Task requirements | Every line below must be reproduced exactly. Copy them all.

Entries taken from a collection:
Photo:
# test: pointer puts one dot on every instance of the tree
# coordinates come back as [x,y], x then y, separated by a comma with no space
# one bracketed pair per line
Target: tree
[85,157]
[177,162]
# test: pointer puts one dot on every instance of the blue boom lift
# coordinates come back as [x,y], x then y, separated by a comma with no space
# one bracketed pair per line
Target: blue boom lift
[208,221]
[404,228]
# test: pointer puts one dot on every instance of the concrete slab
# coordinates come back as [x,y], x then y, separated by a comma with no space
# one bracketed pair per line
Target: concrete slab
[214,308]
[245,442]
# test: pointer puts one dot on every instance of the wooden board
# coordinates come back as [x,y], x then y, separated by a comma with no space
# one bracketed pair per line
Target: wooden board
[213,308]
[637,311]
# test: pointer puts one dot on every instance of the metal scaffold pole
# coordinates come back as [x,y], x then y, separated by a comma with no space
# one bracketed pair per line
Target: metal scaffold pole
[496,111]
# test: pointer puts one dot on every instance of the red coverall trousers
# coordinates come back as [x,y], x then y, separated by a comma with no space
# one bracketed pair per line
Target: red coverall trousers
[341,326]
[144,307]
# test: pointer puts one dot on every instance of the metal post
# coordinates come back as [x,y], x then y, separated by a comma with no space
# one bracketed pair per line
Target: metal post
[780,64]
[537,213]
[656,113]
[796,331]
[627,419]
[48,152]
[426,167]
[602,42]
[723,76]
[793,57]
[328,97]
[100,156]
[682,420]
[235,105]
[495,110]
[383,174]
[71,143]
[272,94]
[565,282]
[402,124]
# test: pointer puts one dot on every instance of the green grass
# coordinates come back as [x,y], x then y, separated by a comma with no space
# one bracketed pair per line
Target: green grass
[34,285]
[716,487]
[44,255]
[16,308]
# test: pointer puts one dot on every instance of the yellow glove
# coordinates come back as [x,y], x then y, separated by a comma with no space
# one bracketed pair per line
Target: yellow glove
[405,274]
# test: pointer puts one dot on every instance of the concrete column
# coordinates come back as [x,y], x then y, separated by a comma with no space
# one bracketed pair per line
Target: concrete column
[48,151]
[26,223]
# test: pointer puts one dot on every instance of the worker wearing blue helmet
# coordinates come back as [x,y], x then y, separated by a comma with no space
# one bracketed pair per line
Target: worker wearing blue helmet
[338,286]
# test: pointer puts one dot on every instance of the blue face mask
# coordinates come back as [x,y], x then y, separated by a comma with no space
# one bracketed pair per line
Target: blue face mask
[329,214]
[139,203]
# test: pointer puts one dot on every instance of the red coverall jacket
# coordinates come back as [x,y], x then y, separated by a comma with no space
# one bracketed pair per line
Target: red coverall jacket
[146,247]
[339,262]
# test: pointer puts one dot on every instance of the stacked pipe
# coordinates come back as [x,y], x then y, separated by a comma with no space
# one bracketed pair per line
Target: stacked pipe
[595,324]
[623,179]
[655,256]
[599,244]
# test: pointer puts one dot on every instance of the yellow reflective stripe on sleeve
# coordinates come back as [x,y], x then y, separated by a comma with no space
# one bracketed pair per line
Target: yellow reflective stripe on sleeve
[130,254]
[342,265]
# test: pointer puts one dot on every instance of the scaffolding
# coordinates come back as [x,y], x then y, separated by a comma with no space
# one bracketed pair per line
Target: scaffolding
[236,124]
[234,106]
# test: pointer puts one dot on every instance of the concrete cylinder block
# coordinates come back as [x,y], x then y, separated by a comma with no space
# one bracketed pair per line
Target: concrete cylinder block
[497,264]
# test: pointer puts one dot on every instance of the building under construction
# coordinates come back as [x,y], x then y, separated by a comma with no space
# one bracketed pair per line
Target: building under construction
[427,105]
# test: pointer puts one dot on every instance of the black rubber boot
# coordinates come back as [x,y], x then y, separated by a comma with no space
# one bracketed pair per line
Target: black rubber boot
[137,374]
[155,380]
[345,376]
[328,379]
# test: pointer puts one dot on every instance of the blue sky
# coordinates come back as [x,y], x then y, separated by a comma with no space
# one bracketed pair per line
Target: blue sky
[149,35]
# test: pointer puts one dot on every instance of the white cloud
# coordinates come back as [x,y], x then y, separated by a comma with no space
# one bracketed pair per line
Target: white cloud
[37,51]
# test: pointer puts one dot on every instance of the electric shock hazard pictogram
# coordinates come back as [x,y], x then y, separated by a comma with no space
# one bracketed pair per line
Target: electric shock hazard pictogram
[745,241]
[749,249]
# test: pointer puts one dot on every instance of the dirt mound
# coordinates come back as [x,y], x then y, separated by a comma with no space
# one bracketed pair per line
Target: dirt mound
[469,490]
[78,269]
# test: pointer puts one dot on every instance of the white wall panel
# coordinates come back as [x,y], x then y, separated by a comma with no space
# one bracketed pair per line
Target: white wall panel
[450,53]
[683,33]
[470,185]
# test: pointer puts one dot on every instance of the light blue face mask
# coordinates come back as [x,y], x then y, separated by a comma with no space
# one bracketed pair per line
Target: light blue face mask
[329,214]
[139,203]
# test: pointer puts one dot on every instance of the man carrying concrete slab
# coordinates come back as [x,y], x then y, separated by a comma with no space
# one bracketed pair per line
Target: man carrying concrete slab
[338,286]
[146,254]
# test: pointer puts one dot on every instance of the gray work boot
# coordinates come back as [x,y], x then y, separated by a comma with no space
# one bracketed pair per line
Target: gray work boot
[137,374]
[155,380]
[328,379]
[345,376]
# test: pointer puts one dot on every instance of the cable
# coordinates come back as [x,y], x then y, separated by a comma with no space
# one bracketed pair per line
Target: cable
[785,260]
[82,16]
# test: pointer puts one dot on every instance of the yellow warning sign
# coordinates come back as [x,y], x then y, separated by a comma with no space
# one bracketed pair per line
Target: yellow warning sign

Expected answer |
Photo:
# test: pointer puts one dot on every instance of the tree
# coordinates come back as [x,y], x then y, separated by a comma with no space
# one bracketed pair per line
Target: tree
[85,157]
[177,162]
# test: pointer puts one dot on every instance of the blue boom lift
# coordinates come back as [x,y], x then y, separated by a comma with no space
# one bracketed pair per line
Target: blue boom lift
[208,221]
[404,228]
# test: pointer puts one dot on every instance of the concrete slab
# coordinates come back as [x,y], x then y, separated by a comma with no space
# one bracketed pair per line
Target: concrete slab
[214,308]
[245,442]
# test: pointer puts one dot on every instance of the wooden board
# coordinates come back as [x,y], x then y, separated by a comma with no space
# one bracketed pair per line
Target: wooden board
[213,308]
[637,311]
# test: pointer puts one dot on every instance of the metal scaffold pole
# coordinates come back as [x,y], x then y, separated by a comma with no space
# one bracketed pair per line
Target: metal scaffold pole
[496,111]
# test: pointer puts one dot on every instance of the red coverall trousers
# coordinates come back as [x,y], x then y, separated by a comma with no space
# one bracketed pair per line
Target: red coverall trousers
[341,326]
[144,307]
# test: pointer puts one dot on every instance of the metal post
# coordinates come back as [x,y], x then y, separated by a comma with no space
# one bracketed pair per line
Target: metal post
[780,64]
[537,213]
[656,113]
[796,331]
[627,419]
[48,152]
[426,167]
[602,42]
[723,76]
[793,57]
[328,97]
[100,156]
[682,420]
[235,105]
[495,110]
[383,174]
[71,143]
[272,94]
[565,282]
[402,124]
# test: pointer puts one dot on every instance of the green grass
# coordinates come back as [x,y], x then y, separated by a comma with no space
# one bracketed pair per line
Target: green grass
[34,285]
[716,487]
[44,255]
[16,308]
# test: pointer puts one dot on every instance of the yellow glove
# coordinates come back as [x,y], x then y, separated by a comma with no space
# one bracketed pair per line
Target: yellow glove
[405,274]
# test: pointer puts one dot on every instance of the concrete column
# coordinates come back as [x,y], x then y, separated by a comma with no space
# one bracketed pair per line
Target: concrete column
[48,151]
[26,223]
# test: pointer puts one dot on every instance of the worker wearing blue helmet
# coordinates come back as [x,y], x then y, separated by a comma with no space
# one bracketed pair per line
Target: worker wearing blue helmet
[338,286]
# test: pointer puts one dot on every instance of the blue face mask
# coordinates come back as [x,y], x then y, separated by a comma with no space
# one bracketed pair per line
Target: blue face mask
[329,214]
[139,203]
# test: pointer puts one dot on every instance of the red coverall jacket
# coordinates come back as [x,y], x then y, separated by a comma with no space
# one bracketed pair per line
Target: red coverall jacket
[146,247]
[339,262]
# test: pointer puts one dot on every instance of the stacked pipe
# coordinates come back as [x,y], x then y, separated by a comma with no space
# one bracketed pair per line
Target: stacked pipe
[595,324]
[623,179]
[655,256]
[599,244]
# test: pointer puts one dot on every instance of the yellow reflective stripe on sleeve
# coordinates come back as [x,y], x then y, separated by a comma with no space
# one bracketed pair per line
Target: yellow reflective stripe on sleeve
[130,254]
[342,265]
# test: pointer puts one dot on every instance of the scaffolding
# coordinates come back as [x,y], x then y, separated by a comma with no space
# one bracketed pair per line
Target: scaffolding
[236,124]
[234,106]
# test: pointer puts one dot on every instance of the concrete cylinder block
# coordinates come back as [x,y], x then y, separated by a comma with no space
# one bracketed pair per line
Target: concrete cylinder block
[497,264]
# test: pointer puts one dot on every instance of the building under construction
# coordinates come back as [x,y], x then y, separated by a comma with no space
# one bracketed pair per line
Target: building under construction
[427,105]
# test: pointer puts one dot on every instance of the black rubber boot
# coordinates come back as [x,y], x then y, separated by a comma with no space
# one bracketed pair per line
Target: black rubber boot
[137,374]
[155,380]
[345,376]
[328,379]
# test: pointer puts one dot on every instance of the blue sky
# coordinates come back as [x,y], x then y, separated by a comma with no space
# one bracketed pair per line
Target: blue sky
[149,35]
# test: pointer puts one dot on every instance of the white cloud
# coordinates come back as [x,y], x then y, separated by a comma with no space
# one bracketed pair per line
Target: white cloud
[37,51]
# test: pointer puts one dot on every instance of the electric shock hazard pictogram
# coordinates come back as [x,y], x then y, separated by a comma with no space
# one bracketed pair per line
Target: electric shock hazard pictogram
[745,241]
[749,249]
# test: pointer puts one dot on every instance of the dirt mound
# coordinates come back as [x,y], x then y, separated by a comma with no space
# one bracketed pair per line
Target: dirt mound
[469,490]
[78,269]
# test: pointer puts one dot on every instance of the white wall panel
# coordinates come back as [x,y], x then y, separated by a comma with no space
# one bracketed pair per line
Target: white wall panel
[450,53]
[683,33]
[470,185]
# test: pointer puts one dot on every instance of the light blue face mask
# coordinates come back as [x,y], x then y, separated by a comma with no space
# one bracketed pair per line
Target: light blue face mask
[329,214]
[139,203]
# test: pointer puts one dot on every instance of the man carrying concrete slab
# coordinates come back as [x,y], x then y, separated by a comma with no space
# one bracketed pair per line
Target: man carrying concrete slab
[338,286]
[146,254]
# test: pointer puts one dot on every instance of the gray work boot
# coordinates come back as [x,y], x then y, separated by a comma with no space
# one bracketed pair per line
Target: gray work boot
[137,374]
[155,380]
[328,379]
[345,376]
# test: pointer puts one dot on every instance of the cable
# coordinates come back as [x,y], x then y, separated by a comma with no space
# one bracketed pair per line
Target: cable
[785,260]
[82,16]
# test: pointer puts one dot on every instance of the yellow warning sign
# coordinates come back as [x,y], x then y, separated by a comma with no space
# one bracketed pair per line
Target: yellow warning sign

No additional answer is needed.